DOCUMENT PASSAGE:
^^^^^^^^

Without more government investment, though, Mexico’s private sector has halted its own plans and that uncertainty has contributed to the economy’s halt, said Ms. Jaime, the analyst.

“The president’s plan to reactivate the economies of the south won’t close the gaps,” on its own, she added.

Whatever the results of the long-term strategy, there is early optimism in Tabasco. Last week, hotels were full and oil workers in neon-colored overalls seemed to be everywhere: crowding early morning buses and filing off the boats that returned them from offshore rigs. José Luis Delgado Burgos, 35, spent much of 2018 unemployed before he found a job as a human resources manager on an oil rig a year ago. He gives all the credit to the president. “They had shut down the rigs and thanks to him they opened them,” Mr. Delgado said. Industry analysts argue that building a new refinery is a mistake that will drain billions from Pemex — already the most indebted oil company in the world — and place additional strain on the government’s finances. Environmental groups warn that the site’s location at the edge of the sea makes it vulnerable to accidents.

But in Paraíso, if there are doubts about the refinery, they pale beside the expectations that thousands of promised jobs will materialize when the pace of construction picks up.

^^^^^^^^

Position annotation entries
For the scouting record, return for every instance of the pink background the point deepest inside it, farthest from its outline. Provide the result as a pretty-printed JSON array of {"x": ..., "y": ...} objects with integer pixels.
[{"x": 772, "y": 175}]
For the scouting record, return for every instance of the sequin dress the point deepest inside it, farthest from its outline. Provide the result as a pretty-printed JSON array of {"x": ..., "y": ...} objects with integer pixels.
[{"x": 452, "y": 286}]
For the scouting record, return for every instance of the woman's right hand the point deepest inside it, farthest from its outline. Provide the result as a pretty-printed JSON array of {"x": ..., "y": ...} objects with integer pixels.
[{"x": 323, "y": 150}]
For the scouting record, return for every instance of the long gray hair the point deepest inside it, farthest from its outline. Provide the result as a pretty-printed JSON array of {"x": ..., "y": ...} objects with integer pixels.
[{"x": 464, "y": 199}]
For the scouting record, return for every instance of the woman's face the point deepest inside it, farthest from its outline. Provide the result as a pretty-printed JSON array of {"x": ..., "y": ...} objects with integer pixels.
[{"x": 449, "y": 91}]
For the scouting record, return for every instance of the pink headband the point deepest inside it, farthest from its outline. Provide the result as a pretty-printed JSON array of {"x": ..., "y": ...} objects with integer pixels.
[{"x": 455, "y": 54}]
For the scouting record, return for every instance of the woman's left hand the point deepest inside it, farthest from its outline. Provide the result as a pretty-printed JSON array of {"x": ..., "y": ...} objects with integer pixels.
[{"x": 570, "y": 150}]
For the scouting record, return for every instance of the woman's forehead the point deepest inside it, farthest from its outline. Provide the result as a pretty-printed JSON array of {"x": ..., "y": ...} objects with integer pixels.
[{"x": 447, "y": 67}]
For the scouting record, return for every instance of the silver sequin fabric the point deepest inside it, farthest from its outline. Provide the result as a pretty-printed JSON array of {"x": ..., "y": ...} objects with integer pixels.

^^^^^^^^

SHORT PROBLEM 1:
Answer these questions from the Tabasco refinery passage:
(a) According to Ms. Jaime, what has Mexico's private sector done without more government investment?
(b) What job did José Luis Delgado Burgos find on an oil rig a year ago?
(c) What do environmental groups say makes the site vulnerable to accidents?
SHORT PROBLEM 2: Pick up the Tabasco refinery passage after its final sentence and keep writing it.

EXERCISE OUTPUT 1:
(a) It has halted its own plans.
(b) Human resources manager.
(c) Its location at the edge of the sea.

EXERCISE OUTPUT 2:
“Everything that is development is a good project,” said Ciro Burelo Magaña, a local lawyer who opposes Mr. López Obrador. Then he added: “In a while the sea will swallow it up, because of climate change.”

The hope of new jobs does not obscure other problems. Paraíso’s residents fear that local criminal gangs are becoming bolder. Last week, the dismembered body of a local policeman was left outside the house of a former City Council member.

And like everywhere in Mexico, there is no sign that authorities have the ability — or the will — to stem the violence. In June, Juan Luis Ligonia, 40, was returning with a load of fresh fish from Yucatán when armed men stopped him and stole his truck, ending his business supplying fish to Mexico City. When he went to the police with information about where the truck had been spotted, they told him he needed to pay a bribe if he wanted them to investigate.

“I voted for him thinking that there would be a change,” Mr. Ligonia said of the president. Instead, he said, “There is no improvement.”